Find the word "before" in the records and copy every line where it occurs.

━━━

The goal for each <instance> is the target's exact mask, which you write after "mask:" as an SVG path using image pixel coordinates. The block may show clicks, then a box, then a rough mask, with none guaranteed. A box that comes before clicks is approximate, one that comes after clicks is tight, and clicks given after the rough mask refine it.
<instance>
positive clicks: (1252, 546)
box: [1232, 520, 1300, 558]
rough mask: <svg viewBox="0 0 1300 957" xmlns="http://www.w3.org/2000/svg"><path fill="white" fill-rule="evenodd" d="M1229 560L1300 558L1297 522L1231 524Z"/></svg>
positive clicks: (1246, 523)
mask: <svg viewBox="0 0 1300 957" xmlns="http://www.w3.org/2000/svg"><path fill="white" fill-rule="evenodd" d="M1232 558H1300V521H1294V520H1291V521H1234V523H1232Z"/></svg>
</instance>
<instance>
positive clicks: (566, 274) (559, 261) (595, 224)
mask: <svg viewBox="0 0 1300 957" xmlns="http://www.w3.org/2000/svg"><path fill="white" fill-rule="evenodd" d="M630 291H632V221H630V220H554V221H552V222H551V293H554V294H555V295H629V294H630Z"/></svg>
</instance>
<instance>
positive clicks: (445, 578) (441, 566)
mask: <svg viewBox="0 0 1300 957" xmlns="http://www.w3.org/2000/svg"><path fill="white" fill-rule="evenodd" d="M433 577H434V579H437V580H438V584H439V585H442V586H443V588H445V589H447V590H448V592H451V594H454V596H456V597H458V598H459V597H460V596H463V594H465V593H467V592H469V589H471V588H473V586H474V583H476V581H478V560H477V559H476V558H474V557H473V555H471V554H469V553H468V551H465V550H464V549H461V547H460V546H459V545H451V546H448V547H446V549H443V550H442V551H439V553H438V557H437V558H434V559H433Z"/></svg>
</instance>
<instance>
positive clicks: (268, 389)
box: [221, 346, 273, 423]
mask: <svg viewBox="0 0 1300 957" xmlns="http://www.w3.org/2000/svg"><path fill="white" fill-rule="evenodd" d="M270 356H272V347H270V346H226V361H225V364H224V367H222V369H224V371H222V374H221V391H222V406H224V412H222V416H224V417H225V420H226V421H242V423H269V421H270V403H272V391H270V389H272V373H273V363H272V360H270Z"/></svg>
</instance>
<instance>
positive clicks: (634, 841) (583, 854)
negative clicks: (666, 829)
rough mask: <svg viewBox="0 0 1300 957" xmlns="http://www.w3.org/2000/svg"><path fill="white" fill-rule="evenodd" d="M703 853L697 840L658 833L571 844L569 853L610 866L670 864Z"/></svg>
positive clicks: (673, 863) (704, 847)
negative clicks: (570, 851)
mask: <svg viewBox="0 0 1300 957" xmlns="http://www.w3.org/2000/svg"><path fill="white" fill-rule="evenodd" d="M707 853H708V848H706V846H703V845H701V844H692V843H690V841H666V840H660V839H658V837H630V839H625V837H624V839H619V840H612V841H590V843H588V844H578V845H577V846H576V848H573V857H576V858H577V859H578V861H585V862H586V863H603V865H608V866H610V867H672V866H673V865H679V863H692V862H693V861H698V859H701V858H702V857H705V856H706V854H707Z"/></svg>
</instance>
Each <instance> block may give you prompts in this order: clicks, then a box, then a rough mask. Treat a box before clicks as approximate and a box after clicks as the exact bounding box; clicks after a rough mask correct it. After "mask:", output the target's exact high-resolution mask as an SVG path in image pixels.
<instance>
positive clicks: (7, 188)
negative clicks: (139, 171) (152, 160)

━━━

§ COMPLETED TASK:
The goal for each <instance> is the target's exact mask, which you write after "mask:" as an SVG path using image pixel coordinates. The block may show clicks, then a box, then a rough mask, with none guaranteed. A box that comes before clicks is approximate, one that comes after clicks is tight, and clicks given after the rough mask refine it.
Each <instance> block may give you prompts in this order: clicks, then a box, then a rough mask. Treat a box before clicks as approximate and a box after clicks as the exact bounding box; clicks after a rough mask correct it. After "mask:", output the target's exact high-resolution mask as an SVG path in image pixels.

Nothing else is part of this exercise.